* [Excerpted records]

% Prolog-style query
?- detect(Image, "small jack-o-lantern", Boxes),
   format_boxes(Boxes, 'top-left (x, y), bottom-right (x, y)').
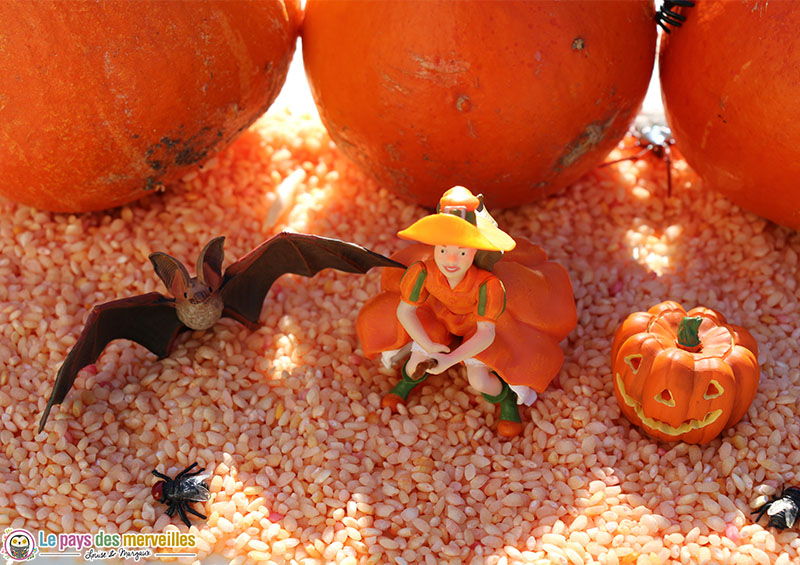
top-left (611, 301), bottom-right (759, 445)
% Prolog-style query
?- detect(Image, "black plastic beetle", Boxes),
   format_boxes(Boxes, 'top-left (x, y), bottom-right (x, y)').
top-left (152, 462), bottom-right (211, 527)
top-left (601, 124), bottom-right (677, 196)
top-left (752, 486), bottom-right (800, 530)
top-left (656, 0), bottom-right (695, 33)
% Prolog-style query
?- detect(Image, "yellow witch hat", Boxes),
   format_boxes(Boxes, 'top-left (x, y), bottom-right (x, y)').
top-left (398, 186), bottom-right (516, 252)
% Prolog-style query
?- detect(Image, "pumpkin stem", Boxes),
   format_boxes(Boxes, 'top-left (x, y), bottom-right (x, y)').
top-left (676, 316), bottom-right (703, 352)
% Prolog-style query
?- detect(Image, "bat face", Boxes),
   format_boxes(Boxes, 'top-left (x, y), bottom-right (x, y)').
top-left (151, 239), bottom-right (227, 330)
top-left (175, 285), bottom-right (224, 330)
top-left (186, 282), bottom-right (212, 304)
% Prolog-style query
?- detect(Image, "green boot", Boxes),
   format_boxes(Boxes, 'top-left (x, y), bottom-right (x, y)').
top-left (382, 359), bottom-right (431, 410)
top-left (482, 379), bottom-right (523, 438)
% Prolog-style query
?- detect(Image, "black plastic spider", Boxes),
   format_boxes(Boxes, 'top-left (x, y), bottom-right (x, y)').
top-left (601, 123), bottom-right (677, 196)
top-left (152, 462), bottom-right (211, 528)
top-left (752, 486), bottom-right (800, 530)
top-left (656, 0), bottom-right (695, 33)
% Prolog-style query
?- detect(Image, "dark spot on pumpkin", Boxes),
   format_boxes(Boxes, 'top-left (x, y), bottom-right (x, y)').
top-left (525, 181), bottom-right (551, 198)
top-left (385, 143), bottom-right (401, 162)
top-left (717, 113), bottom-right (727, 124)
top-left (572, 37), bottom-right (585, 50)
top-left (177, 147), bottom-right (208, 166)
top-left (558, 111), bottom-right (619, 169)
top-left (467, 120), bottom-right (477, 139)
top-left (456, 95), bottom-right (472, 112)
top-left (145, 176), bottom-right (158, 191)
top-left (145, 126), bottom-right (214, 171)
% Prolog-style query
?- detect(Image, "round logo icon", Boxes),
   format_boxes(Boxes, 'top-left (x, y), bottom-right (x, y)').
top-left (3, 529), bottom-right (36, 561)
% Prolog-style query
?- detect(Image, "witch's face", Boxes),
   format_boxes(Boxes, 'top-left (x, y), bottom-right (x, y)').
top-left (434, 245), bottom-right (477, 285)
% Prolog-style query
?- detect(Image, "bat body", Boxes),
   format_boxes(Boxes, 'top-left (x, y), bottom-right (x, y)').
top-left (39, 232), bottom-right (405, 432)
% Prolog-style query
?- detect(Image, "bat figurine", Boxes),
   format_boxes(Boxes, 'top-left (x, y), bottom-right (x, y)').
top-left (38, 232), bottom-right (405, 432)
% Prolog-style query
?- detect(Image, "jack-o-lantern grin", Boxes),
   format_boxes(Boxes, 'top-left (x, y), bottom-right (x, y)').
top-left (615, 373), bottom-right (723, 436)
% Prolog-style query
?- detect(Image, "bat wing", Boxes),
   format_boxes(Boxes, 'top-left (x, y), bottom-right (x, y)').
top-left (219, 232), bottom-right (406, 328)
top-left (39, 292), bottom-right (184, 432)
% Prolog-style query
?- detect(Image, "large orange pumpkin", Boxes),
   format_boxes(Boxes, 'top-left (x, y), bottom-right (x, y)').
top-left (611, 301), bottom-right (759, 445)
top-left (0, 0), bottom-right (300, 213)
top-left (302, 1), bottom-right (656, 209)
top-left (660, 1), bottom-right (800, 229)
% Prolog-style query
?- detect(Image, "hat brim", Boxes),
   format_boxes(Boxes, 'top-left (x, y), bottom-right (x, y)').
top-left (397, 214), bottom-right (516, 251)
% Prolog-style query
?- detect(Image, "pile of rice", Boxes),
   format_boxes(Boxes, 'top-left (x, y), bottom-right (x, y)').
top-left (2, 109), bottom-right (799, 565)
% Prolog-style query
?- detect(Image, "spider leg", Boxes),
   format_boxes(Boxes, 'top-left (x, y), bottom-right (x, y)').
top-left (662, 10), bottom-right (687, 24)
top-left (601, 146), bottom-right (651, 168)
top-left (655, 12), bottom-right (683, 33)
top-left (185, 505), bottom-right (207, 520)
top-left (174, 462), bottom-right (199, 481)
top-left (166, 503), bottom-right (177, 517)
top-left (664, 145), bottom-right (673, 197)
top-left (656, 18), bottom-right (673, 34)
top-left (656, 0), bottom-right (695, 32)
top-left (177, 503), bottom-right (193, 528)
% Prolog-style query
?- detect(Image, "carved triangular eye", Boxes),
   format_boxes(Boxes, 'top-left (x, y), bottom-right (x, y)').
top-left (656, 389), bottom-right (675, 407)
top-left (704, 379), bottom-right (724, 400)
top-left (624, 354), bottom-right (643, 374)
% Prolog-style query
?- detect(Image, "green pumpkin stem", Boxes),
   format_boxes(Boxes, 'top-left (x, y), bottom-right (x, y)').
top-left (676, 316), bottom-right (703, 352)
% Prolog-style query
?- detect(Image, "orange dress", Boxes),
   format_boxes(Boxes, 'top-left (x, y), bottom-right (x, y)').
top-left (357, 238), bottom-right (576, 392)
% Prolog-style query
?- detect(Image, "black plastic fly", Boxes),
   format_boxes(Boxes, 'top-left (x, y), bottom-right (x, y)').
top-left (152, 462), bottom-right (211, 528)
top-left (752, 486), bottom-right (800, 531)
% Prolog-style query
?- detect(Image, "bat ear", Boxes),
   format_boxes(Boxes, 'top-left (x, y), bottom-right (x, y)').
top-left (197, 236), bottom-right (225, 291)
top-left (150, 252), bottom-right (192, 299)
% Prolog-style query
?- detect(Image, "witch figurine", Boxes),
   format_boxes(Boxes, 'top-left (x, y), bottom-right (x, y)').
top-left (357, 186), bottom-right (576, 438)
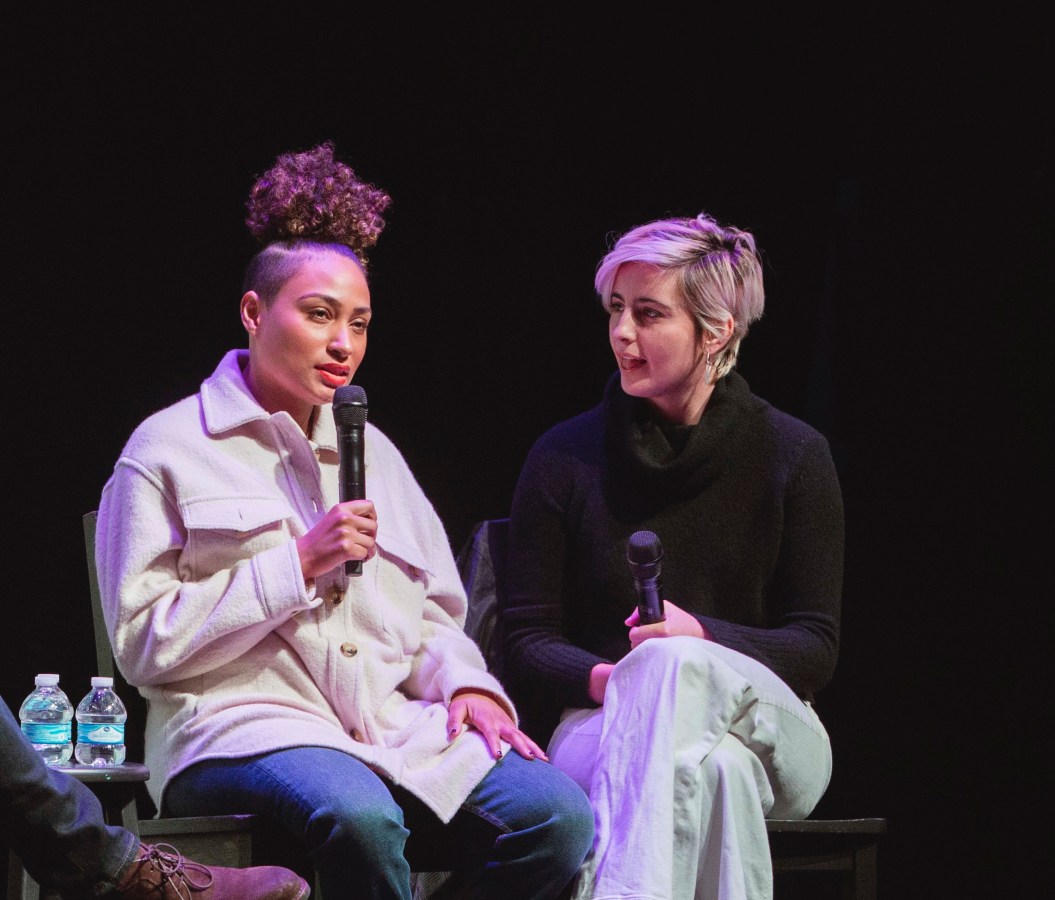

* [Work to complete] Count the lines above that contain "witch" and reply with the figure alone.

* [Answer space] 3